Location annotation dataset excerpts
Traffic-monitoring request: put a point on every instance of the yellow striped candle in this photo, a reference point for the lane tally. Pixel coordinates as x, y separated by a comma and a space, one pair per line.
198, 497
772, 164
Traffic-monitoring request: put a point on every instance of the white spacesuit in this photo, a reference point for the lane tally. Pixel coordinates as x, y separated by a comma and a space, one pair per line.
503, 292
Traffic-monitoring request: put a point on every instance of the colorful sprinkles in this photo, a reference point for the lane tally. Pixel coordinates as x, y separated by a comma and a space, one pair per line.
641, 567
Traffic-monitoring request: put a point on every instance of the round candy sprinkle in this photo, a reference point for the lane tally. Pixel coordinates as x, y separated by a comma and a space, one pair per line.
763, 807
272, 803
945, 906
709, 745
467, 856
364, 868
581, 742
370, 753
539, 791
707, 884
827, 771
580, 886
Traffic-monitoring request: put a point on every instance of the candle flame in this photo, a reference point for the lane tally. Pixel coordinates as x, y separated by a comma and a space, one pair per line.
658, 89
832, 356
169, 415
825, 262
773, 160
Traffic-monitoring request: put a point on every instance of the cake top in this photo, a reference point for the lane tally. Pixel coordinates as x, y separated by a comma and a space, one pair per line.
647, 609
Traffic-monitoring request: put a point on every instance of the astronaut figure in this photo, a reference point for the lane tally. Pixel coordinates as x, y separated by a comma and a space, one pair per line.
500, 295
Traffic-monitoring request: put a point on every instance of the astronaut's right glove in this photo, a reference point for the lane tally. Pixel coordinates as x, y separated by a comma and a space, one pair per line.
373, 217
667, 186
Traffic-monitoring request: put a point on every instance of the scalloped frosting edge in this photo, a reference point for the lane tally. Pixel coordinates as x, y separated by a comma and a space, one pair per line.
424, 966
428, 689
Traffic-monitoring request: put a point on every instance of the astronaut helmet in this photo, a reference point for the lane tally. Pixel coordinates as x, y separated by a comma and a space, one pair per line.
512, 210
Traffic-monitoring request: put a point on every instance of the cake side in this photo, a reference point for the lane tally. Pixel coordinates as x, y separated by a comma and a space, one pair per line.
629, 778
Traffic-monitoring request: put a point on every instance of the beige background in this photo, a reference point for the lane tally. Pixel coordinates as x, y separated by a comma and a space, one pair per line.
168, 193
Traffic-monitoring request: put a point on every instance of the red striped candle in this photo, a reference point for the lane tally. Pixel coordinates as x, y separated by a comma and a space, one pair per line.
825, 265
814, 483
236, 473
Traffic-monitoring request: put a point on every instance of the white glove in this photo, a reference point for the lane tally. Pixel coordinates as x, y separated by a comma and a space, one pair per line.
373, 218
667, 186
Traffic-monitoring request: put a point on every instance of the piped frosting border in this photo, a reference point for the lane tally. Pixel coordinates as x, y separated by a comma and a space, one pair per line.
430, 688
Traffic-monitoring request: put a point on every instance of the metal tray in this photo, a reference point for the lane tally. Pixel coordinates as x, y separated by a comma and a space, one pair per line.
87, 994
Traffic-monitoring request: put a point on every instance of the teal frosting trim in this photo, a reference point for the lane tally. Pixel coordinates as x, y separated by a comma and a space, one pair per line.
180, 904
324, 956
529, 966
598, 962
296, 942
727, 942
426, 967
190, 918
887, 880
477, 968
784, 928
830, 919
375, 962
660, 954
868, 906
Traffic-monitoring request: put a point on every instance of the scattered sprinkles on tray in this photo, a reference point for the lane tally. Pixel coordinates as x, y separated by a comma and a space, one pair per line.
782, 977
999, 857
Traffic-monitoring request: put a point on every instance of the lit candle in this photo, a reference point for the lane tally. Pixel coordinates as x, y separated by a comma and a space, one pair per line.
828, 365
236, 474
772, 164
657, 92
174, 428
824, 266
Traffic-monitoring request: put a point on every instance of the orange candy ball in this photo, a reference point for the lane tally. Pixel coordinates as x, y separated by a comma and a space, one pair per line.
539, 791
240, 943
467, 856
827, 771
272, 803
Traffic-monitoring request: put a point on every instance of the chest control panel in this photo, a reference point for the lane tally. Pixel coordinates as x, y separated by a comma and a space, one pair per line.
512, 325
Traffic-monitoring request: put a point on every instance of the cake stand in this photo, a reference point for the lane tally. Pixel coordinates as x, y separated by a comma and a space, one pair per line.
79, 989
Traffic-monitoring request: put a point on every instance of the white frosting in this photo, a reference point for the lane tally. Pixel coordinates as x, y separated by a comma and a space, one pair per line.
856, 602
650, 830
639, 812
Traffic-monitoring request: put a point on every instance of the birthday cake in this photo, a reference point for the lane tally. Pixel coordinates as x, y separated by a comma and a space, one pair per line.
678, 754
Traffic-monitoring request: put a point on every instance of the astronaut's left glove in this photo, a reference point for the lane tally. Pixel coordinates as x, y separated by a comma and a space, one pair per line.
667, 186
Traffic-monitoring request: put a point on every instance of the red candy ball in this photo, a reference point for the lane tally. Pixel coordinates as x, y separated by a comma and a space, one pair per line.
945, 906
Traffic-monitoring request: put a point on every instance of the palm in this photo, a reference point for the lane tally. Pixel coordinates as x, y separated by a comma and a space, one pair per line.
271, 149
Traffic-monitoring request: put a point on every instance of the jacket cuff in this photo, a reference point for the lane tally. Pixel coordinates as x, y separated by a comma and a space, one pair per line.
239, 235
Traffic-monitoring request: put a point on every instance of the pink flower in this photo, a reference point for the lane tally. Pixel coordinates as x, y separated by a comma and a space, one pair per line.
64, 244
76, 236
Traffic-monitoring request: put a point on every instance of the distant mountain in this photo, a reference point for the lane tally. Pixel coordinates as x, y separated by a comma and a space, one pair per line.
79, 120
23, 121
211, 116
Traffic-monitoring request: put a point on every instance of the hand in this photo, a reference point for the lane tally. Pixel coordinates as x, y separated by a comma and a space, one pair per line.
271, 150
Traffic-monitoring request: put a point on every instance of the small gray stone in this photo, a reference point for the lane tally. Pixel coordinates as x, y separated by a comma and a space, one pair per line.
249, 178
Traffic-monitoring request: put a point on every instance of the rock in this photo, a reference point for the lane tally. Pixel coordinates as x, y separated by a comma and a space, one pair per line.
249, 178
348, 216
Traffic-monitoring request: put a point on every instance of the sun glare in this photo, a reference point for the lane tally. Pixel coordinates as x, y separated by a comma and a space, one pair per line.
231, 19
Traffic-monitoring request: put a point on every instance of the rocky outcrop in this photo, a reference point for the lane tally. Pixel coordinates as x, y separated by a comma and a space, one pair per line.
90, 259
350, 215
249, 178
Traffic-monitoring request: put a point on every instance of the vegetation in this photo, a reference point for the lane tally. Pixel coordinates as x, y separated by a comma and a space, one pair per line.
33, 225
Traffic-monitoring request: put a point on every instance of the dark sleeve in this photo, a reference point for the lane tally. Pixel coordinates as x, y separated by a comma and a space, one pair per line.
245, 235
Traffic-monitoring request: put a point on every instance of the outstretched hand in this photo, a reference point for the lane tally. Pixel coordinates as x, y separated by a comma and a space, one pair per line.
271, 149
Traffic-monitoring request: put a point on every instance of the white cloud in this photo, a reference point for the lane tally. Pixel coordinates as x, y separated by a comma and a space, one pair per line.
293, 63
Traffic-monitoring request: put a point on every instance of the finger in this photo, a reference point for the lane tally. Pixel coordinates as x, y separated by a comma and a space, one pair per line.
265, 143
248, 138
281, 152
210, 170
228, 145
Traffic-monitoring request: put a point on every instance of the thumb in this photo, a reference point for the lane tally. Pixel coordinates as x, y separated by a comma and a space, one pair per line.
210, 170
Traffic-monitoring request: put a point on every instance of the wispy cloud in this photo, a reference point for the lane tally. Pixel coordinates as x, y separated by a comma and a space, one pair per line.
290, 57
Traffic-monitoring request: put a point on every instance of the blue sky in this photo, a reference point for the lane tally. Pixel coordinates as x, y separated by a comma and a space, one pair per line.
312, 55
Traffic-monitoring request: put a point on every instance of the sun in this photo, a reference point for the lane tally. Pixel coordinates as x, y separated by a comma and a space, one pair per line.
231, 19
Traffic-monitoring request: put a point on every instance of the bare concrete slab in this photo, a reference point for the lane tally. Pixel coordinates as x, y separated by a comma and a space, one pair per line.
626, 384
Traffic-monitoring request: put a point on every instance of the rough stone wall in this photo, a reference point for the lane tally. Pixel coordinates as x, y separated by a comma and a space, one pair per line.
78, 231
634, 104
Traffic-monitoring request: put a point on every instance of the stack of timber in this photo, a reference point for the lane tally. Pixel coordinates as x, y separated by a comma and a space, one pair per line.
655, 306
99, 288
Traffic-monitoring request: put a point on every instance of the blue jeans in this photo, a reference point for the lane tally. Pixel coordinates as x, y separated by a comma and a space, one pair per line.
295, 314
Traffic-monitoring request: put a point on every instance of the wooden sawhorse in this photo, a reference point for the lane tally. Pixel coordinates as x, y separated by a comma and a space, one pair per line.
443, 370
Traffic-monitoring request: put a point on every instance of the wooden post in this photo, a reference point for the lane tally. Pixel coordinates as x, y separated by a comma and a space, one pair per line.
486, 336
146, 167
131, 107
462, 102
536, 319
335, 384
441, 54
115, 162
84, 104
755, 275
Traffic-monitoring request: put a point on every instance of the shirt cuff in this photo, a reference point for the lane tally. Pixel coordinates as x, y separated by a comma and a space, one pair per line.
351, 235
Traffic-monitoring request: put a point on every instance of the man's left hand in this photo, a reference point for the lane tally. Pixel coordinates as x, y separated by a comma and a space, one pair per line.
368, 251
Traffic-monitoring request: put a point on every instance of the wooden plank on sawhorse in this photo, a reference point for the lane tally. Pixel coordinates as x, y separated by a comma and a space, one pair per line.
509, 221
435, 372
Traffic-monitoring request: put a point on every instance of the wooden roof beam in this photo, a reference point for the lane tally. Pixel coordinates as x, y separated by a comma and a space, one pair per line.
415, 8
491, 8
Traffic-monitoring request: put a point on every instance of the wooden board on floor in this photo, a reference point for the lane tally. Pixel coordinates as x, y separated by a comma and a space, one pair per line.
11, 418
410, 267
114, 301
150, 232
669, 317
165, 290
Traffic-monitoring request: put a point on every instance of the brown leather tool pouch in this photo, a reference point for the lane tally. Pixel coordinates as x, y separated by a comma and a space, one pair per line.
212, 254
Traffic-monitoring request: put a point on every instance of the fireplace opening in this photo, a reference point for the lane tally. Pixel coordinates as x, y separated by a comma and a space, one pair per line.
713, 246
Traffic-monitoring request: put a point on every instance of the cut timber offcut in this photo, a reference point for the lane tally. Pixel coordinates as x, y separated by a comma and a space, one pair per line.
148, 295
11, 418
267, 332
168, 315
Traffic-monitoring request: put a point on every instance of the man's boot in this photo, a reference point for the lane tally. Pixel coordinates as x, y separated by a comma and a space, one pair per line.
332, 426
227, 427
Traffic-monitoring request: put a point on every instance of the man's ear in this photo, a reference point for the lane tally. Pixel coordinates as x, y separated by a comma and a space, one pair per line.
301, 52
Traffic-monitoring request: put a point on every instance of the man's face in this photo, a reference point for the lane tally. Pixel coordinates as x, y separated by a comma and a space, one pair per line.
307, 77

**The exercise**
Through the last line of the entries above, beginning at the line containing "the man's boot", transcribe each line exactly, both ends included and nothing more.

**Result for this task**
Traffic-monitoring request: put a point on every instance of the man's boot in this photo, a reference point for the lane tally. Pixel coordinates as x, y separated by a comma and a space, one pair per line.
332, 426
227, 427
Traffic-monitoring request: put a point on every instance of the man's ear in this photo, a reference point for the lane tally. Pixel coordinates as x, y separated by a comma and a space, one pair per line.
301, 52
Traffic-monitoring request: put a point on every instance of the man's face in this photo, a reference point for the lane tally. Pixel coordinates as x, y separated by a comma and a space, one pair per line.
307, 77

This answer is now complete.